### Task to complete:
Resize the records below: write all these lines out again, requests included, but multiply every pixel coordinate in the answers by 0.3 and round each to a whole number, with halves going up. Leave the pictures out.

### Stored data:
════════
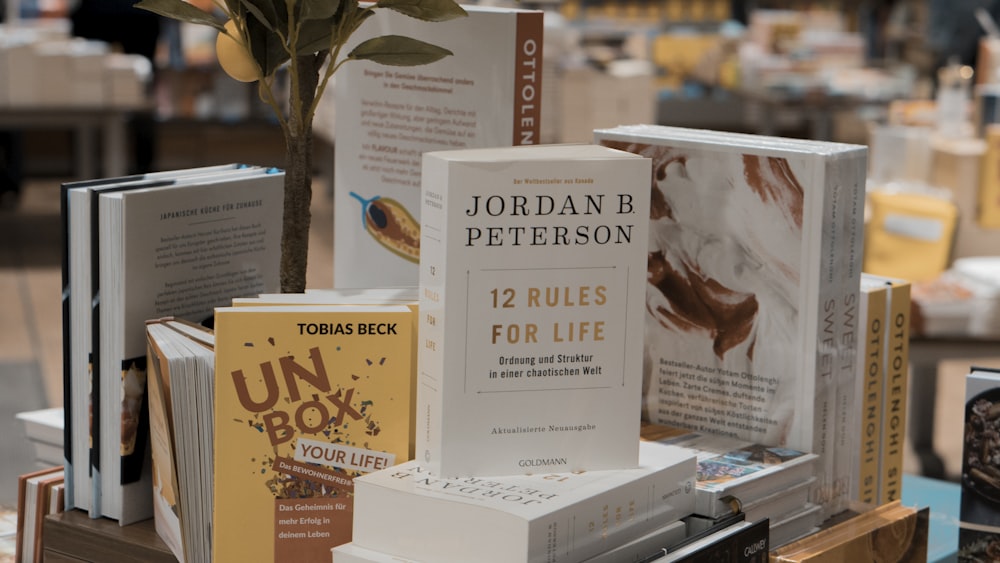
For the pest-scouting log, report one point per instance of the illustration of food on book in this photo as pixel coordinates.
(742, 462)
(389, 223)
(723, 267)
(133, 393)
════════
### Task output:
For the pest-scouting log, report one point per instance of the illustration of food on book in this photo as pixel coordinates.
(223, 139)
(117, 67)
(217, 80)
(40, 118)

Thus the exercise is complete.